(Referring expression pointing data)

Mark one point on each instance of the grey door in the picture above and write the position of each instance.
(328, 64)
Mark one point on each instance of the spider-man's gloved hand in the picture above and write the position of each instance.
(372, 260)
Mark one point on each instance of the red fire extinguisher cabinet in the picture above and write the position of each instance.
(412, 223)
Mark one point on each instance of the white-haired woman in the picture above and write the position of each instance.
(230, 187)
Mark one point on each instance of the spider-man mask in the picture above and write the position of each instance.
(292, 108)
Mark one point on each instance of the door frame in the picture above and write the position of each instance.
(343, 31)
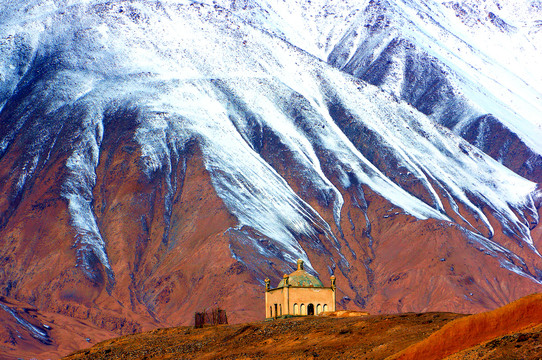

**Exercise prompt**
Produce the entries again, word for word, without any of their pictures.

**Completed exercise**
Mark one point on each instance of the grey door in the picture above and write the position of each instance.
(328, 64)
Mark one point on each instance of the spider-man's gloved hand in the picture above and write the position of each instance.
(372, 260)
Mark one point on each instance of the red fire extinguisher cabinet in the picture above and write the position of each instance.
(412, 223)
Mark one point on each instance of the white-haired woman in the picture above and write the position of each instance.
(230, 187)
Mark one point on each instance of the spider-man mask in the picture above and write the position of each instance.
(292, 108)
Mark one point on each instance of the door frame in the picture above and write the position of each instance.
(343, 31)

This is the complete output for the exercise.